ESERCIZIO PROPOSTO A
Ricopia dal brano qui sotto il tratto che va da "La parentela del" fino a "contro i nazifascisti.".
-------
La parentela del sangue: paterna, fraterna, prima che coniugale, avunculare, patriarcale - il nonno dà il nome di battesimo e il soprannome, ed è considerato capostipite.

Ne “Il sentiero dei nidi di ragno”, la raccolta di racconti di Calvino, quattro cognati calabresi compiono efferatezza contro i nazifascisti.

A Bovalino un impiegato di banca ha controllato ogni movimento della moglie attraverso un telefonino di cui le aveva fatto dono. Un programma specifico, inserito proditoriamente nel costoso telefonino, gliene faceva sentire fino i sospiri. È stato beccato e condannato. Questo per dire della dipendenza della donna del Sud. Ma questo non è la novità.
La vicenda è tipica di chi mima gli usi dominanti, che li pensa buoni per tutti. Mentre le intercettazioni sono libere solo a Milano, contro coloro che “Milano” vuole intercettati.
-------
ESERCIZIO PROPOSTO B
Raccogli dall'elenco ogni riga in cui compare la parola "fireplace", facendo distinzione tra maiuscole e minuscole.

VOCI FORNITE
-------
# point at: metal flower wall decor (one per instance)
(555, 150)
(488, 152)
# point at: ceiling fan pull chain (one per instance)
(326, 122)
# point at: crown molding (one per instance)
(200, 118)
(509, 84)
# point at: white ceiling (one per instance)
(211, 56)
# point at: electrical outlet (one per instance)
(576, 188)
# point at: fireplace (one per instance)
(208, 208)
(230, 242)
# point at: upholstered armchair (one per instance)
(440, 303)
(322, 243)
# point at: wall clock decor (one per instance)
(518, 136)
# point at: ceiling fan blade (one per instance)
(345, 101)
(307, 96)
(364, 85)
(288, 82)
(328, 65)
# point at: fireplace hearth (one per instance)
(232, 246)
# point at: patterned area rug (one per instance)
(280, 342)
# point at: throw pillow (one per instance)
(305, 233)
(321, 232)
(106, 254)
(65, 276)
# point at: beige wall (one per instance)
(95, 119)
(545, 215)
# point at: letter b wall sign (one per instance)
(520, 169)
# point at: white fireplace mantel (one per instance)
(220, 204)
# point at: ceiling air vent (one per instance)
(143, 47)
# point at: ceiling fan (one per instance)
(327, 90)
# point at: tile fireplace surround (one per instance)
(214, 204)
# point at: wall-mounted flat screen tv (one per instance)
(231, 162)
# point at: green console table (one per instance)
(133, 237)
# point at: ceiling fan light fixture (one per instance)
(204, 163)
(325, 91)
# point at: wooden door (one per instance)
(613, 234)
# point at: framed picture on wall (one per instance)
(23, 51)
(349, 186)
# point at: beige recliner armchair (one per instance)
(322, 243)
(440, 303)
-------
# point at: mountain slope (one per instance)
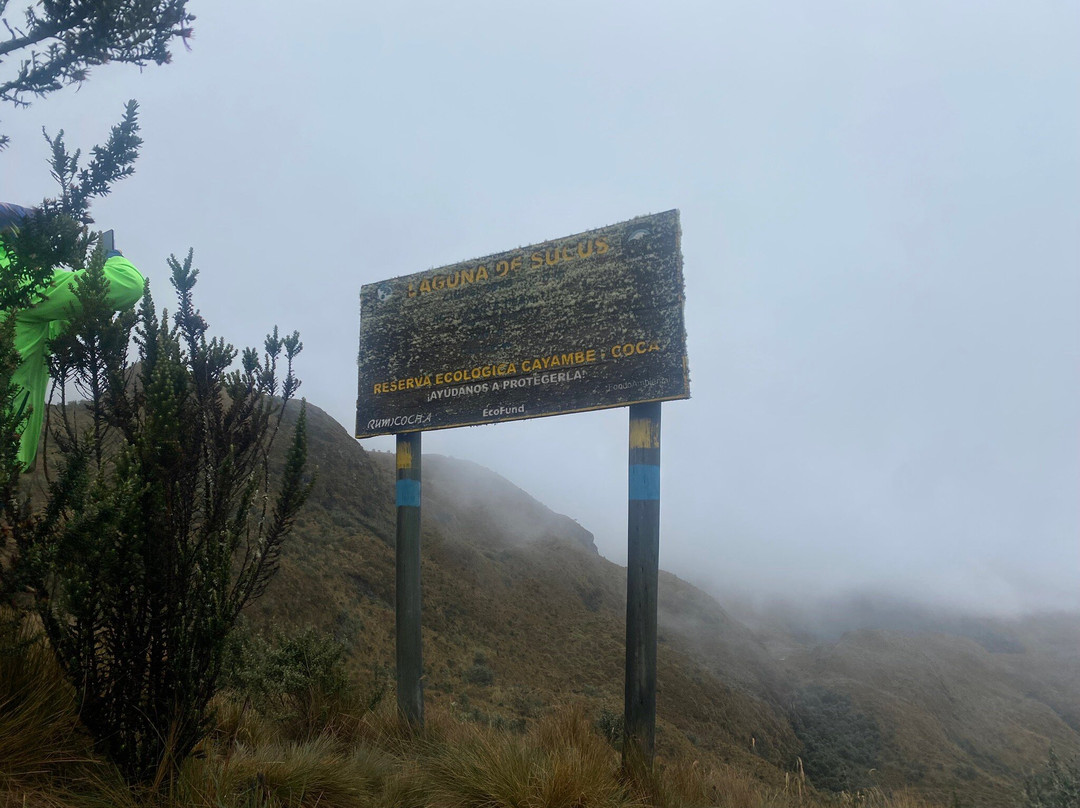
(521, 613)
-------
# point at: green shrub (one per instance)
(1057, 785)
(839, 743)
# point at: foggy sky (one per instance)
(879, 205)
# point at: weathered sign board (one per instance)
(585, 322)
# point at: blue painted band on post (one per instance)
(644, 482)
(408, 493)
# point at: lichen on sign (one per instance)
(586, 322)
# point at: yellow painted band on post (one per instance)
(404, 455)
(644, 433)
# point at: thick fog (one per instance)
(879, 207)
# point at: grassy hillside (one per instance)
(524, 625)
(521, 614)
-------
SOLUZIONE SVOLTA A
La parentela del sangue: paterna, fraterna, prima che coniugale, avunculare, patriarcale - il nonno dà il nome di battesimo e il soprannome, ed è considerato capostipite.

Ne “Il sentiero dei nidi di ragno”, la raccolta di racconti di Calvino, quattro cognati calabresi compiono efferatezza contro i nazifascisti.

SOLUZIONE SVOLTA B
# point at: fireplace (one per instance)
# point at: fireplace hearth (one per instance)
# point at: white fireplace mantel (one per instance)
# point at: tile fireplace surround (one per instance)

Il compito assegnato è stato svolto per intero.